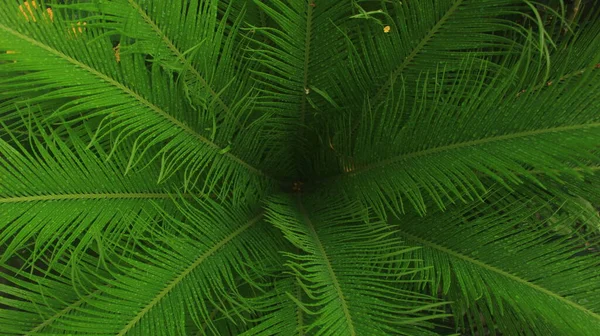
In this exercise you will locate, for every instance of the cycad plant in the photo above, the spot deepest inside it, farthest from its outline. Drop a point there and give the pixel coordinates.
(299, 167)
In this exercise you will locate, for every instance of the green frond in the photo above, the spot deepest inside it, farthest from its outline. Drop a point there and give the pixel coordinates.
(341, 254)
(134, 103)
(410, 150)
(55, 196)
(185, 267)
(498, 265)
(229, 167)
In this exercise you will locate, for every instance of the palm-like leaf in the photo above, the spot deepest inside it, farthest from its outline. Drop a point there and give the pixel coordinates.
(337, 260)
(211, 167)
(493, 261)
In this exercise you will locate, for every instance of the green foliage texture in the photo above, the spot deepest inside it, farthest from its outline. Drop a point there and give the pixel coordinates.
(299, 167)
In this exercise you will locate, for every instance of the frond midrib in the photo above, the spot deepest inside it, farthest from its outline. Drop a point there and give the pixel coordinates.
(187, 271)
(85, 196)
(499, 271)
(330, 270)
(139, 98)
(307, 41)
(459, 145)
(415, 51)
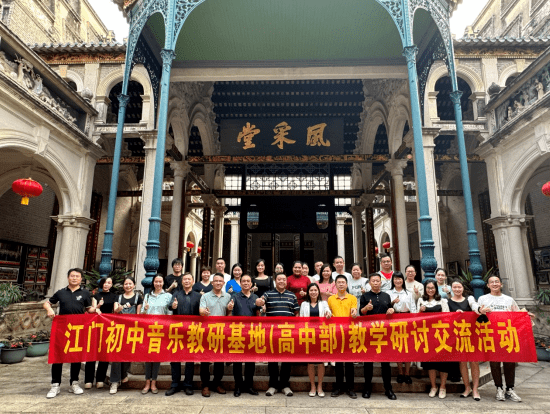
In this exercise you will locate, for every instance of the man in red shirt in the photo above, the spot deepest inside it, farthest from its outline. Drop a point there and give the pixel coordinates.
(297, 283)
(385, 272)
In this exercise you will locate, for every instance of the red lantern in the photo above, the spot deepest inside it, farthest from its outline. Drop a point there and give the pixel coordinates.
(26, 187)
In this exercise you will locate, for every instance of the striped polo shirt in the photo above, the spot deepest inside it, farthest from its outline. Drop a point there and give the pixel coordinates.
(280, 304)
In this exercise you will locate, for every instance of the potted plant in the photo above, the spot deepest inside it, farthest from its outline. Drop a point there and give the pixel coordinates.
(542, 343)
(39, 343)
(14, 350)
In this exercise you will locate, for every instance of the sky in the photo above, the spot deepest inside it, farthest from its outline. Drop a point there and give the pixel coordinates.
(112, 17)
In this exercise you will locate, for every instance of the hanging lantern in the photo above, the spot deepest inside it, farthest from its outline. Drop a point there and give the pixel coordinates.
(26, 188)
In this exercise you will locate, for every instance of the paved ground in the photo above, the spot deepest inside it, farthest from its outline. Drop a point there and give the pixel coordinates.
(24, 387)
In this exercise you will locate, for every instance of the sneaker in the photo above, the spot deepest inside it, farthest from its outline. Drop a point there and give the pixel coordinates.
(75, 389)
(271, 392)
(53, 391)
(512, 396)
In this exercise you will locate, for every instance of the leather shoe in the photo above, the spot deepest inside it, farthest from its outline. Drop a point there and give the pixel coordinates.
(352, 394)
(171, 391)
(252, 391)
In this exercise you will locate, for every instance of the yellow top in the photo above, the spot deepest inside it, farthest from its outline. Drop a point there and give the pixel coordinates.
(341, 307)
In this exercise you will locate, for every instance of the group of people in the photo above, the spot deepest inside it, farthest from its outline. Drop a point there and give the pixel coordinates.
(325, 294)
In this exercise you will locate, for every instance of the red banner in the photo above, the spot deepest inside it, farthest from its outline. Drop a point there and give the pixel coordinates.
(407, 337)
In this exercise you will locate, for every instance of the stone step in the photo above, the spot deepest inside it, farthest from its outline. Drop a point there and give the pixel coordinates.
(302, 384)
(298, 369)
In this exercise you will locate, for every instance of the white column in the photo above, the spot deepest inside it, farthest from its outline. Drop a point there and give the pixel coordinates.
(146, 201)
(180, 168)
(71, 251)
(357, 230)
(395, 167)
(234, 255)
(218, 231)
(513, 260)
(340, 239)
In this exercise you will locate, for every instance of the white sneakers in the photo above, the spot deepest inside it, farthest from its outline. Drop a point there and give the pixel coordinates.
(512, 396)
(75, 389)
(53, 391)
(271, 392)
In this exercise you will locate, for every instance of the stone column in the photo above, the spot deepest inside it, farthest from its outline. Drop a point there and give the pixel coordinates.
(357, 223)
(180, 168)
(146, 197)
(234, 255)
(395, 167)
(70, 253)
(340, 239)
(219, 212)
(513, 260)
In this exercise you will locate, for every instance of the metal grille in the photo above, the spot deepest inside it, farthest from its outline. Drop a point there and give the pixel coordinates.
(309, 177)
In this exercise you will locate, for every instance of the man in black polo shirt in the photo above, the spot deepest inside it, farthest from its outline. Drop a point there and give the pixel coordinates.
(73, 300)
(243, 303)
(184, 302)
(376, 302)
(279, 302)
(173, 282)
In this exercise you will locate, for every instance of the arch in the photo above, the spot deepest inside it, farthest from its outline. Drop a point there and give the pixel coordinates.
(467, 74)
(506, 73)
(59, 177)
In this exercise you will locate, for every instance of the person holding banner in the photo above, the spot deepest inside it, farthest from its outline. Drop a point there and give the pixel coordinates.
(243, 303)
(214, 303)
(402, 302)
(155, 303)
(343, 305)
(73, 300)
(314, 306)
(184, 302)
(431, 301)
(377, 302)
(458, 303)
(496, 301)
(129, 302)
(203, 286)
(279, 302)
(104, 302)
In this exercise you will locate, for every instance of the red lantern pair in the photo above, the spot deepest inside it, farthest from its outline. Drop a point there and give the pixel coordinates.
(26, 188)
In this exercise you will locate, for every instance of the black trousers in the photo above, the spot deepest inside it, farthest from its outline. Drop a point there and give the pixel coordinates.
(249, 368)
(90, 372)
(386, 375)
(57, 369)
(205, 374)
(175, 368)
(350, 376)
(279, 379)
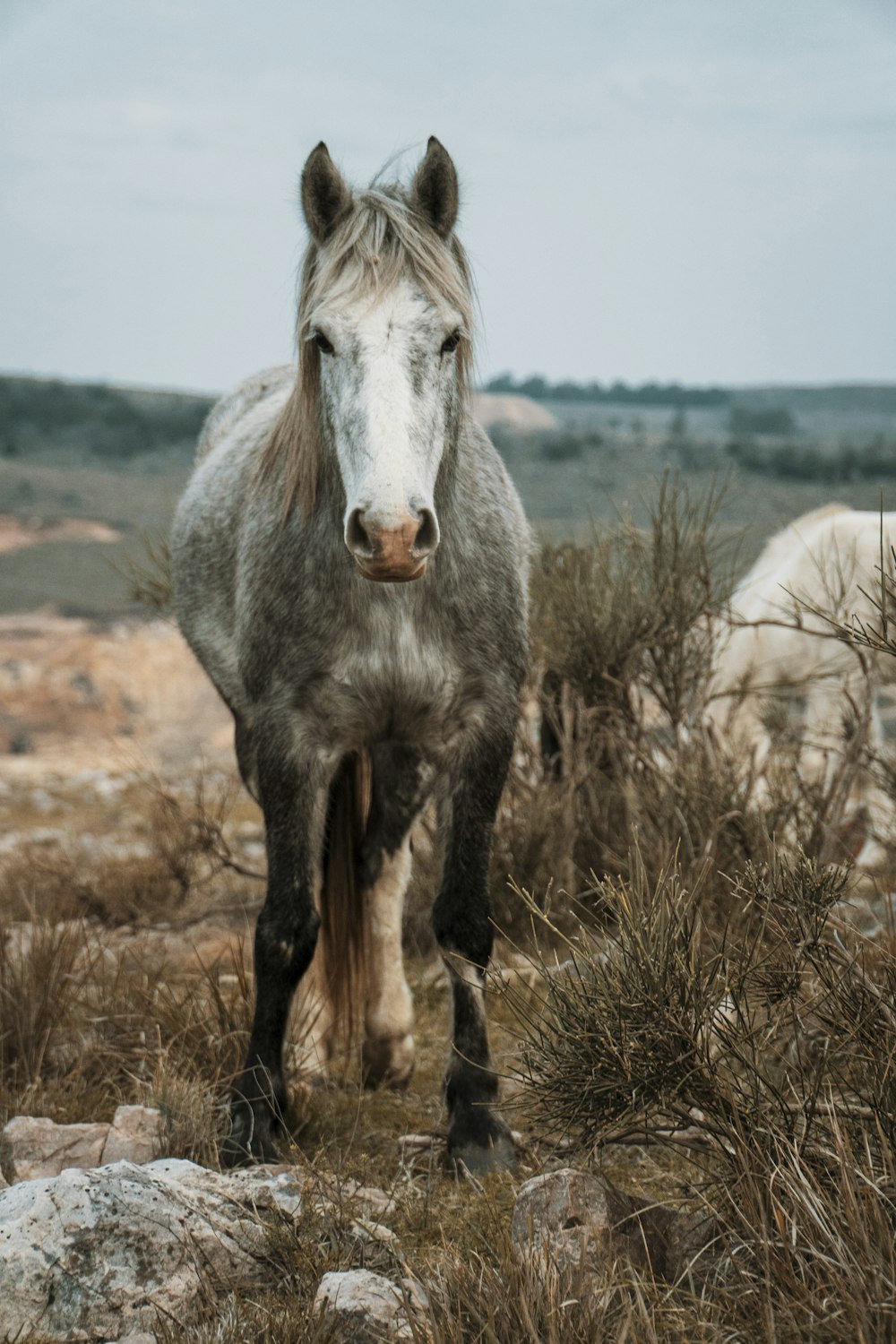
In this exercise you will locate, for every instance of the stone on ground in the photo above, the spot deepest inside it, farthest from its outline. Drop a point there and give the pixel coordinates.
(363, 1306)
(575, 1219)
(104, 1254)
(34, 1147)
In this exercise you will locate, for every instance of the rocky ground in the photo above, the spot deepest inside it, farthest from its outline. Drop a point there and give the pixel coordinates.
(131, 874)
(131, 866)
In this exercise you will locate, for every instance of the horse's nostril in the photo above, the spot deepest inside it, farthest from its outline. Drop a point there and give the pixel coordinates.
(357, 537)
(427, 535)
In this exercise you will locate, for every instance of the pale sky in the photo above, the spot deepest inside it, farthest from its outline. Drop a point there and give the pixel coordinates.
(694, 190)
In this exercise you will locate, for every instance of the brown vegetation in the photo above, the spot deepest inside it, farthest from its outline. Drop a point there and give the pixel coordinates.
(696, 1012)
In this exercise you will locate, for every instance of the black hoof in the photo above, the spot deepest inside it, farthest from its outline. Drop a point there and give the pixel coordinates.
(253, 1137)
(478, 1148)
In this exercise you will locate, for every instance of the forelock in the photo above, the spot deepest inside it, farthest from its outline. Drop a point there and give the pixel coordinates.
(381, 242)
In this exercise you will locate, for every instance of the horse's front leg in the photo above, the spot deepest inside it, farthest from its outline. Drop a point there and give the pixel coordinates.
(477, 1137)
(293, 797)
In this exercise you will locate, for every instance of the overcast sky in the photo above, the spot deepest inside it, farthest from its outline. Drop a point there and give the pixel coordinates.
(694, 190)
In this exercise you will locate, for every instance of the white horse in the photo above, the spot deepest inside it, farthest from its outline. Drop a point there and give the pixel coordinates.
(825, 564)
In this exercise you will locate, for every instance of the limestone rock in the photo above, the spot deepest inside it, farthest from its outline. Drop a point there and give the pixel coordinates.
(134, 1136)
(104, 1254)
(32, 1147)
(363, 1306)
(578, 1219)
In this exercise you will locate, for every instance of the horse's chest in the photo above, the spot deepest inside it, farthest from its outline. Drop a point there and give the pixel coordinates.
(395, 680)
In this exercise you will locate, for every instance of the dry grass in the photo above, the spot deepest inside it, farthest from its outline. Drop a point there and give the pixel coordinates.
(700, 1021)
(764, 1051)
(180, 854)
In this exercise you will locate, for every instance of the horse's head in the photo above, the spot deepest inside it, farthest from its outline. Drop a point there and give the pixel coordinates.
(384, 346)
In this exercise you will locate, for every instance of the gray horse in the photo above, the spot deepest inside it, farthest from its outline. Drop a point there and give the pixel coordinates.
(349, 566)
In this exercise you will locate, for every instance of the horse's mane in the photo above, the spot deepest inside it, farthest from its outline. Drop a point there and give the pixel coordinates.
(381, 241)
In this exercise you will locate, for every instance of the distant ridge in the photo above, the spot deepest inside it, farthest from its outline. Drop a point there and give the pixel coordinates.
(877, 397)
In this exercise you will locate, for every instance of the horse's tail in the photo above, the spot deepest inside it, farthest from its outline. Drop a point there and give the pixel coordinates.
(343, 917)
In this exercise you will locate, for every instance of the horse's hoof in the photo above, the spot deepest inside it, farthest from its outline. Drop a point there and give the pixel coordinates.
(253, 1139)
(387, 1064)
(481, 1160)
(487, 1148)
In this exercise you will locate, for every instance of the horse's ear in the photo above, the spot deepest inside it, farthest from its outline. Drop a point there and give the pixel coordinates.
(435, 191)
(325, 194)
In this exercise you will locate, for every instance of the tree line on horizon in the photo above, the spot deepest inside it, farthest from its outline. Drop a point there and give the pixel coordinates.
(633, 394)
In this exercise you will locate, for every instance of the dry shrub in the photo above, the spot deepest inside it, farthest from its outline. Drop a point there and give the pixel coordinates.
(624, 647)
(764, 1053)
(86, 1027)
(183, 852)
(148, 577)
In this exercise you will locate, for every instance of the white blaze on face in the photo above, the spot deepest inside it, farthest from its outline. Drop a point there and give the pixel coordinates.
(386, 390)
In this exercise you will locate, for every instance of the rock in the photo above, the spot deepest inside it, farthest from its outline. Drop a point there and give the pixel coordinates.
(363, 1308)
(579, 1219)
(32, 1147)
(134, 1136)
(512, 409)
(104, 1254)
(365, 1230)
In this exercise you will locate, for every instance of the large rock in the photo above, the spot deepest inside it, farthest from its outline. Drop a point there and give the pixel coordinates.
(363, 1306)
(512, 409)
(134, 1136)
(32, 1147)
(573, 1219)
(102, 1254)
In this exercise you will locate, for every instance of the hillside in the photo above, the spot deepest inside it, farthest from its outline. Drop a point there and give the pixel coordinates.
(90, 473)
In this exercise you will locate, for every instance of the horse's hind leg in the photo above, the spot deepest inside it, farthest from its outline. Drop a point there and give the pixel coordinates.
(478, 1140)
(401, 784)
(293, 796)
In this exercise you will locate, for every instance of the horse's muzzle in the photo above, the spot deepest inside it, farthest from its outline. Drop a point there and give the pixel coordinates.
(394, 554)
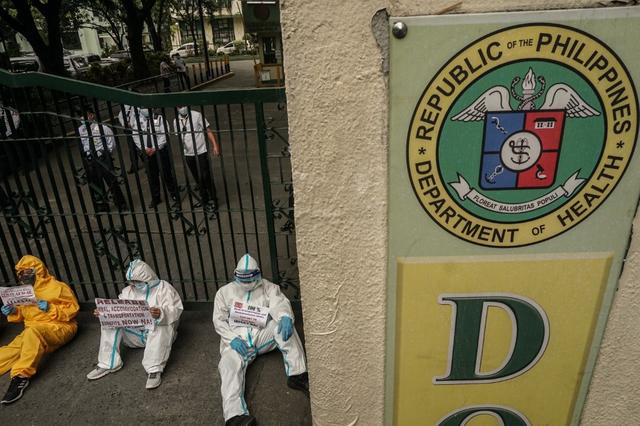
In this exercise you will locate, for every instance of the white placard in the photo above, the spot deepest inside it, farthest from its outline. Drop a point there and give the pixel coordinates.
(18, 295)
(243, 314)
(116, 313)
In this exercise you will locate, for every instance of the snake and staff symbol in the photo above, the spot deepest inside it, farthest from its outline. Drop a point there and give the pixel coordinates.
(491, 178)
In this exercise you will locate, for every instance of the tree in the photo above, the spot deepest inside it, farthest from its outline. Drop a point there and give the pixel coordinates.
(187, 11)
(155, 22)
(134, 14)
(39, 22)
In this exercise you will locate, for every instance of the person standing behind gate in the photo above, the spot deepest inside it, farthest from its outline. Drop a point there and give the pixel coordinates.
(165, 306)
(9, 123)
(97, 145)
(191, 127)
(181, 69)
(126, 117)
(165, 73)
(150, 135)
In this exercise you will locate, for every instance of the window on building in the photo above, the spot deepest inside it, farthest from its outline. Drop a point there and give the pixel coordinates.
(269, 50)
(71, 40)
(185, 32)
(223, 30)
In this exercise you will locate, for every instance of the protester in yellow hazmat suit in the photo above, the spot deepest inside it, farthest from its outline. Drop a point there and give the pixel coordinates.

* * *

- Exercise task:
Reproduce verbatim every line of the entries from the one containing "the white blaze" down to the one containing "(365, 1230)", inclusive at both ends.

- Solution below:
In this exercise you will locate, for every instance of the white blaze on face in the photo above, the spot deepest inside it, farthest from its outline. Drop a point there and give the pixel coordinates.
(386, 390)
In this exercise you will locate, for every instance of the rock in the photo above, the spot deepest inside it, farthest from its outline. Drop a point there and give the pixel coordinates.
(363, 1308)
(579, 1219)
(32, 1147)
(134, 1136)
(512, 409)
(104, 1254)
(365, 1230)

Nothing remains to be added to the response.